(Task input Opens)

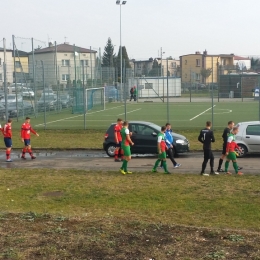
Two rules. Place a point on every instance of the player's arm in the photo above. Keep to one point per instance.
(159, 144)
(200, 137)
(128, 137)
(34, 132)
(213, 138)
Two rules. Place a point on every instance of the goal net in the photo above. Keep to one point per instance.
(92, 100)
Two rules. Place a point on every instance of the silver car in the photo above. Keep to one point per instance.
(248, 137)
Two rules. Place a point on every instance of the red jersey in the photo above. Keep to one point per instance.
(118, 129)
(231, 147)
(7, 131)
(26, 131)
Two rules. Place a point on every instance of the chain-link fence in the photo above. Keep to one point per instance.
(64, 86)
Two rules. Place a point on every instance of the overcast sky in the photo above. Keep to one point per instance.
(178, 26)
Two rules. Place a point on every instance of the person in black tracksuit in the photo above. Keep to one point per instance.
(225, 135)
(207, 137)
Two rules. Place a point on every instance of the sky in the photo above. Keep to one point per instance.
(179, 27)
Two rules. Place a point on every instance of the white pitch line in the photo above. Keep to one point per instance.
(130, 111)
(201, 113)
(63, 119)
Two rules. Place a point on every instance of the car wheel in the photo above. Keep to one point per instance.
(110, 150)
(243, 152)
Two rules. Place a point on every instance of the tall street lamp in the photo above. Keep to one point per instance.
(118, 2)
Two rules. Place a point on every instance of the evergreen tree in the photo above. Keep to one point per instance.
(108, 55)
(125, 60)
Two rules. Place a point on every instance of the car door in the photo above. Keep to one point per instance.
(144, 138)
(252, 137)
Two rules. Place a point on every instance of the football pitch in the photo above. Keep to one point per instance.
(181, 115)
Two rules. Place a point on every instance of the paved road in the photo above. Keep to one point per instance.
(97, 160)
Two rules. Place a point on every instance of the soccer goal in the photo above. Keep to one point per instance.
(95, 99)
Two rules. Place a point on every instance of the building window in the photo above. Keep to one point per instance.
(65, 62)
(174, 65)
(84, 62)
(18, 64)
(65, 77)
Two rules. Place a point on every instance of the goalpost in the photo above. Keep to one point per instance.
(95, 99)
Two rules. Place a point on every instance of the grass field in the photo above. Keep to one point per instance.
(181, 115)
(74, 214)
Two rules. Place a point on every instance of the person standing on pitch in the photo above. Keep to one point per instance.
(231, 152)
(169, 141)
(118, 140)
(25, 138)
(206, 137)
(225, 135)
(161, 144)
(7, 132)
(126, 141)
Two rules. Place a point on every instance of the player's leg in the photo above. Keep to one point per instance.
(223, 155)
(29, 149)
(8, 145)
(116, 153)
(165, 167)
(211, 155)
(205, 161)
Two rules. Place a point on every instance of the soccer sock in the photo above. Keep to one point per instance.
(220, 163)
(226, 166)
(23, 152)
(122, 154)
(7, 154)
(156, 164)
(235, 166)
(123, 165)
(126, 163)
(30, 152)
(116, 154)
(165, 166)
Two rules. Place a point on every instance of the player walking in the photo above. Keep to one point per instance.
(225, 135)
(126, 141)
(7, 132)
(207, 137)
(118, 140)
(161, 143)
(169, 141)
(25, 137)
(231, 153)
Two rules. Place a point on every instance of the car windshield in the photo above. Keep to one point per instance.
(156, 127)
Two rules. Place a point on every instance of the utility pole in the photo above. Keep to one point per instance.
(5, 85)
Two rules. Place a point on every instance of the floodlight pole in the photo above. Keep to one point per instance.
(121, 56)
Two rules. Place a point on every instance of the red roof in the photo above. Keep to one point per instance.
(64, 48)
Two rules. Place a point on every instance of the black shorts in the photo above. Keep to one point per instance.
(208, 155)
(119, 144)
(224, 149)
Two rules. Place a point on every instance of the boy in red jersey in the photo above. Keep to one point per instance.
(25, 137)
(7, 132)
(231, 152)
(118, 140)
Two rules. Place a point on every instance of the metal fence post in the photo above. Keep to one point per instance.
(43, 80)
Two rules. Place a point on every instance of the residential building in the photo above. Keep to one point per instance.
(191, 66)
(9, 66)
(69, 66)
(242, 63)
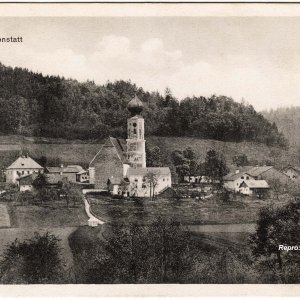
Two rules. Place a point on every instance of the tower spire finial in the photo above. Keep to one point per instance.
(135, 106)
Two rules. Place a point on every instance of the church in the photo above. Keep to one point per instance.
(120, 165)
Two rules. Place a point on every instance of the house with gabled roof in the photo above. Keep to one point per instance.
(120, 161)
(23, 165)
(291, 172)
(232, 181)
(254, 187)
(71, 172)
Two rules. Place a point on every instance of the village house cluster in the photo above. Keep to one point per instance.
(119, 167)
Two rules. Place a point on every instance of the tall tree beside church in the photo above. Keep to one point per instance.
(215, 167)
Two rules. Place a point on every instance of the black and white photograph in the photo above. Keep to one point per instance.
(155, 147)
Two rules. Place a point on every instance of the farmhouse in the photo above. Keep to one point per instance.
(73, 173)
(233, 181)
(25, 182)
(24, 165)
(121, 164)
(291, 172)
(254, 187)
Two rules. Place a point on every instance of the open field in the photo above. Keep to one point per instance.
(82, 152)
(30, 216)
(187, 211)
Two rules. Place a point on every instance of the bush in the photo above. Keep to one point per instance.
(36, 260)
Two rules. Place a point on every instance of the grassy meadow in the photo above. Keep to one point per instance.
(82, 152)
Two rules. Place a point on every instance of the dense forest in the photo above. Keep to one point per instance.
(50, 106)
(288, 122)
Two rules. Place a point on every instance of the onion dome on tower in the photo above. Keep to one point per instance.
(135, 106)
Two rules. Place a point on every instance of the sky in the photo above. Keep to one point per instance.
(256, 59)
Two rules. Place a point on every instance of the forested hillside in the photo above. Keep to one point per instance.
(288, 121)
(36, 105)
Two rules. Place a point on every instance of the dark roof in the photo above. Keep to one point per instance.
(24, 162)
(144, 171)
(252, 171)
(234, 175)
(67, 169)
(256, 171)
(27, 179)
(291, 167)
(256, 184)
(55, 178)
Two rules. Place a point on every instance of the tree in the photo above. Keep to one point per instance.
(153, 156)
(40, 184)
(294, 189)
(276, 186)
(277, 227)
(37, 260)
(215, 167)
(151, 180)
(185, 163)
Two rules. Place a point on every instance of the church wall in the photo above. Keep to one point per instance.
(108, 164)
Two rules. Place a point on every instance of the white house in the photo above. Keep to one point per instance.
(253, 187)
(232, 181)
(145, 181)
(291, 172)
(24, 165)
(25, 182)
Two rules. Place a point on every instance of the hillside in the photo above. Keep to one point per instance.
(288, 122)
(71, 152)
(51, 106)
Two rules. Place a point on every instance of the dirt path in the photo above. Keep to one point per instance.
(4, 216)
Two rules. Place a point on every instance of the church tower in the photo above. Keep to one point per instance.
(136, 153)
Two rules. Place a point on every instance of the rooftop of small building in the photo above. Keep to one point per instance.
(144, 171)
(256, 184)
(24, 162)
(66, 169)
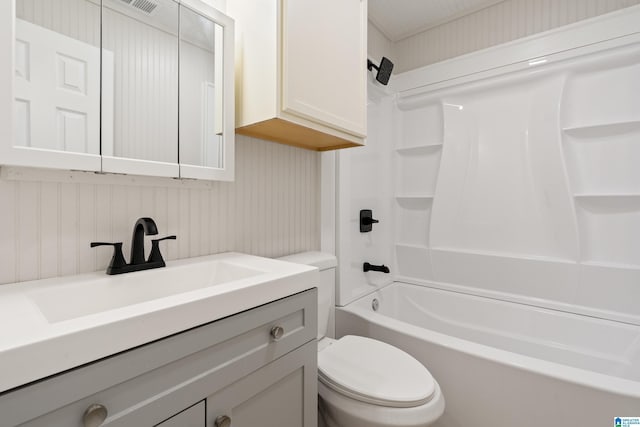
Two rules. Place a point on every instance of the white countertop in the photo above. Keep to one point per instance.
(33, 346)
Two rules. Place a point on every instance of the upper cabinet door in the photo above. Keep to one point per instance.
(50, 87)
(323, 62)
(206, 93)
(301, 71)
(140, 45)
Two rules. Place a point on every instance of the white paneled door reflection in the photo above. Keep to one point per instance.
(57, 91)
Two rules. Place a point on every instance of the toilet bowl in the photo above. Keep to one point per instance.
(363, 382)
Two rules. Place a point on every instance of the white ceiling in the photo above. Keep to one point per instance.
(398, 19)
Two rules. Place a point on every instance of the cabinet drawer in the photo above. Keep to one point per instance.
(146, 385)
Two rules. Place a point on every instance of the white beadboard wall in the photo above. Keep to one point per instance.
(48, 218)
(500, 23)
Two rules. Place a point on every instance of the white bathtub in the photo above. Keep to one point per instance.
(503, 364)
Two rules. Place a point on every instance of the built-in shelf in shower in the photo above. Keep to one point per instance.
(414, 197)
(419, 149)
(603, 130)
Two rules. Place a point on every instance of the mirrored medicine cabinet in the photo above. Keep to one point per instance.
(140, 87)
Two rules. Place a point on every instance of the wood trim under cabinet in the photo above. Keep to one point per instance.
(285, 132)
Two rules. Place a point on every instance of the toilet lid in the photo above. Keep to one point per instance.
(374, 372)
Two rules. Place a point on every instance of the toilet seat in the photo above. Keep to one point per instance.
(374, 372)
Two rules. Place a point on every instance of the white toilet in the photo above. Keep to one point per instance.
(363, 382)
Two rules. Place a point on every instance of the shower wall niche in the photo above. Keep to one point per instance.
(419, 137)
(524, 183)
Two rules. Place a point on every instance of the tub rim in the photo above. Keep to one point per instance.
(553, 370)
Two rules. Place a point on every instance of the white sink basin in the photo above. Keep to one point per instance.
(51, 325)
(66, 302)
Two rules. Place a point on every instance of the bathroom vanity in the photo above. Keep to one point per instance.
(256, 366)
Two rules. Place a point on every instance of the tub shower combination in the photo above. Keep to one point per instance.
(516, 229)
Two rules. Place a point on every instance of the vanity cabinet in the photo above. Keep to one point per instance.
(142, 88)
(301, 71)
(254, 368)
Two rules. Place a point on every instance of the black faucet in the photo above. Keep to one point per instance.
(371, 267)
(142, 227)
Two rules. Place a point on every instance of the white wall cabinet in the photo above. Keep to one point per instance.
(231, 368)
(301, 71)
(110, 87)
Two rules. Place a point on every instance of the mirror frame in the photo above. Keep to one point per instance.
(11, 155)
(227, 172)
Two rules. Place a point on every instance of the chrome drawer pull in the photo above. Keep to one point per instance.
(94, 416)
(277, 332)
(223, 421)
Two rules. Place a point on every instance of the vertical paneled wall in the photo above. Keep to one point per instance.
(48, 219)
(500, 23)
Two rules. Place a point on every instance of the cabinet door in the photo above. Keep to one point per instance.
(50, 90)
(191, 417)
(324, 62)
(281, 394)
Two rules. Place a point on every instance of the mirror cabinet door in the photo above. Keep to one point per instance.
(202, 132)
(56, 84)
(140, 52)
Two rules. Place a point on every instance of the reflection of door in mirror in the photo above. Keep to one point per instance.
(201, 139)
(142, 121)
(57, 76)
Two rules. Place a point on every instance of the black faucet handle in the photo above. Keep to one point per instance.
(117, 260)
(164, 238)
(155, 255)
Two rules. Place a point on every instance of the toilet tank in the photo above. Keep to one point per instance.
(326, 263)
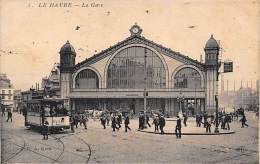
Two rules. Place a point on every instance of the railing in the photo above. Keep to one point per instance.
(136, 90)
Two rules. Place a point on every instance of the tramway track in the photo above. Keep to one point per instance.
(15, 154)
(63, 147)
(89, 148)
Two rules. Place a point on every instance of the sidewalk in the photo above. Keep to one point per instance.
(191, 128)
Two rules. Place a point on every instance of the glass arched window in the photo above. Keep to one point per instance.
(86, 79)
(127, 69)
(187, 78)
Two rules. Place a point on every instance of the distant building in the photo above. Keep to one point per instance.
(6, 91)
(51, 84)
(246, 98)
(17, 99)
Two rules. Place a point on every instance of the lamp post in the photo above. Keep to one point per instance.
(145, 86)
(216, 100)
(180, 98)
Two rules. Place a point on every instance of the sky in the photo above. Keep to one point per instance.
(31, 35)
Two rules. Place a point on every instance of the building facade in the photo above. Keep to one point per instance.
(51, 84)
(135, 69)
(6, 91)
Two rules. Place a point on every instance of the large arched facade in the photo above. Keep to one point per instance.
(87, 78)
(135, 71)
(130, 66)
(139, 54)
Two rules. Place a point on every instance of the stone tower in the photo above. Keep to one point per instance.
(67, 62)
(212, 65)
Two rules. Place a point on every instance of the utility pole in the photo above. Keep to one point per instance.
(145, 87)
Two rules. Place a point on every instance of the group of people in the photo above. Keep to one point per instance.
(158, 121)
(116, 121)
(9, 114)
(78, 119)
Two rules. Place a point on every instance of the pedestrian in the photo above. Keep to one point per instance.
(3, 111)
(127, 122)
(113, 124)
(161, 123)
(119, 120)
(147, 120)
(185, 118)
(227, 120)
(197, 120)
(84, 121)
(9, 115)
(178, 128)
(156, 124)
(108, 118)
(45, 129)
(205, 116)
(141, 121)
(72, 122)
(243, 120)
(103, 121)
(208, 125)
(76, 120)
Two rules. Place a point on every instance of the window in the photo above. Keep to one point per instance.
(128, 68)
(87, 79)
(187, 78)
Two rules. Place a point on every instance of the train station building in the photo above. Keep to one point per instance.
(118, 78)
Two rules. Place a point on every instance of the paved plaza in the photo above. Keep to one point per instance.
(98, 145)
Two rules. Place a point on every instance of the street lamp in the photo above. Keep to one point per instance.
(145, 87)
(180, 99)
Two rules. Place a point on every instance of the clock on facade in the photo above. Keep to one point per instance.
(135, 30)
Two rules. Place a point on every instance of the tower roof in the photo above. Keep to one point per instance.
(212, 43)
(67, 48)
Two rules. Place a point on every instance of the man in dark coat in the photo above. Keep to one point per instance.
(243, 120)
(103, 121)
(9, 115)
(45, 129)
(127, 122)
(147, 120)
(185, 118)
(113, 124)
(161, 123)
(119, 120)
(156, 124)
(178, 128)
(3, 111)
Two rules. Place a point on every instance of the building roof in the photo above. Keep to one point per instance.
(67, 48)
(211, 43)
(137, 39)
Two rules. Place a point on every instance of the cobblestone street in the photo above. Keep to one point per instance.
(97, 145)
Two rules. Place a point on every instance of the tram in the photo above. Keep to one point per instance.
(52, 110)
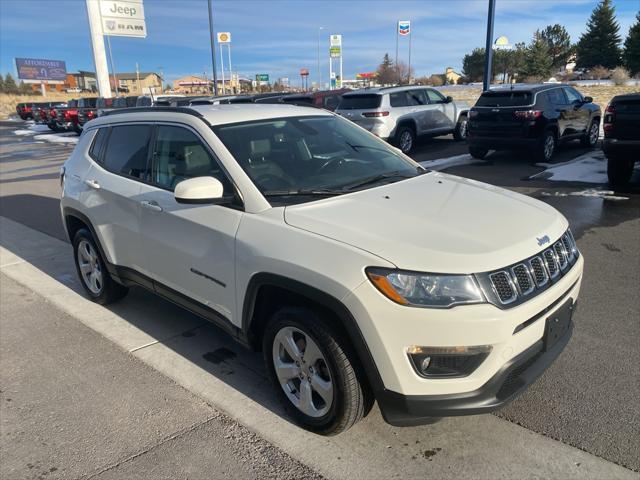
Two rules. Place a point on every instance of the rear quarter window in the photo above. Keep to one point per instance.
(505, 99)
(360, 102)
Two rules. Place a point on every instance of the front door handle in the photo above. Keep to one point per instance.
(151, 205)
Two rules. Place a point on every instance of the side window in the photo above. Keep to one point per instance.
(556, 97)
(399, 99)
(417, 97)
(178, 155)
(435, 96)
(127, 150)
(97, 146)
(572, 95)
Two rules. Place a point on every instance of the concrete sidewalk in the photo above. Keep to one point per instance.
(208, 363)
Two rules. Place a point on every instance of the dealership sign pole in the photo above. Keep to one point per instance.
(97, 43)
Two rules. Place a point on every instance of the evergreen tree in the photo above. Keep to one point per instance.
(386, 71)
(599, 45)
(631, 53)
(537, 61)
(473, 65)
(559, 43)
(10, 84)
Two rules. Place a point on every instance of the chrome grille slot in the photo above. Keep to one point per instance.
(551, 263)
(504, 287)
(509, 286)
(561, 255)
(540, 273)
(523, 279)
(566, 241)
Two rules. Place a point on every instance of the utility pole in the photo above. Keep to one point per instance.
(488, 51)
(97, 43)
(213, 51)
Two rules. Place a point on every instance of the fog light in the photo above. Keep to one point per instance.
(447, 362)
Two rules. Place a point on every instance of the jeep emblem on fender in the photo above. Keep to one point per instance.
(543, 240)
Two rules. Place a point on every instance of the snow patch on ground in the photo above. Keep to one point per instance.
(590, 192)
(442, 163)
(60, 138)
(589, 168)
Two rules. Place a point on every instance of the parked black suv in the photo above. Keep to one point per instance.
(532, 117)
(621, 142)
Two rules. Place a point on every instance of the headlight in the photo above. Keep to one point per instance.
(425, 289)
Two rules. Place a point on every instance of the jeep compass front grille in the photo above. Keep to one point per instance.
(517, 283)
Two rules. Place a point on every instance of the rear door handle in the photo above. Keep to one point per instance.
(151, 205)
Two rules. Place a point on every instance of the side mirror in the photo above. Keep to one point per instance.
(199, 190)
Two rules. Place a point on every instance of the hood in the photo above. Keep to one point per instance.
(435, 223)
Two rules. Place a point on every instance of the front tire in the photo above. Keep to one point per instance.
(590, 137)
(92, 270)
(311, 371)
(405, 139)
(546, 148)
(462, 129)
(619, 171)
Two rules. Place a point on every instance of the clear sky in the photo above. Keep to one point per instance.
(279, 37)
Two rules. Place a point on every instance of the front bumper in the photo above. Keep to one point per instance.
(510, 381)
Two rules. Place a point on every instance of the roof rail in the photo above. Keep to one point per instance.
(119, 111)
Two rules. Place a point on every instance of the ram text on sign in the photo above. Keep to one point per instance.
(121, 9)
(41, 69)
(120, 27)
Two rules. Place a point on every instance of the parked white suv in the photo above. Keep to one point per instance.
(401, 114)
(358, 273)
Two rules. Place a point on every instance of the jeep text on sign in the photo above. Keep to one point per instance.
(121, 9)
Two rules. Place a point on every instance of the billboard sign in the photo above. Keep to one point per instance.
(404, 27)
(224, 37)
(123, 18)
(40, 69)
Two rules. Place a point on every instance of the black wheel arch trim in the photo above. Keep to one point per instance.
(341, 312)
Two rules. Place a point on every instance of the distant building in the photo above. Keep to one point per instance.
(451, 76)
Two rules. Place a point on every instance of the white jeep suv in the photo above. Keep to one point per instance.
(359, 274)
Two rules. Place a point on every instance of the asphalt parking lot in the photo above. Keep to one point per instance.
(581, 419)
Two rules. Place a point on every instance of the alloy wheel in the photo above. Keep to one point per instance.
(302, 371)
(89, 265)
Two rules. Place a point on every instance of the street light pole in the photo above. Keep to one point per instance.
(319, 74)
(213, 50)
(488, 51)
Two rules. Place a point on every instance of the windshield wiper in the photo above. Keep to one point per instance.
(375, 179)
(302, 191)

(Task input Closes)

◆ Work instruction
With the line containing "the white jeep" as the start and the last line of the listing as the end, restate that stretch word for word and nothing else.

◆ Response area
Two rules. Place a point on every instance of the white jeep suv in the photo above. Keep to one point per instance.
(359, 274)
Two rules. Place a point on every instance of the asphalt parking lot in the photo above. Keep to one point per instance.
(581, 419)
Two rules. Place a point on every instance of the alloy wheel in the photo above. Keep to one point per instance.
(302, 371)
(89, 265)
Two rules. Place a point on every instance of the street light pole in the photo above. Keep to one point per instance.
(319, 74)
(213, 50)
(488, 51)
Two rules. Place a point on every instance of the windshield wiper in the photo above. Keep to one point per instance.
(375, 179)
(302, 191)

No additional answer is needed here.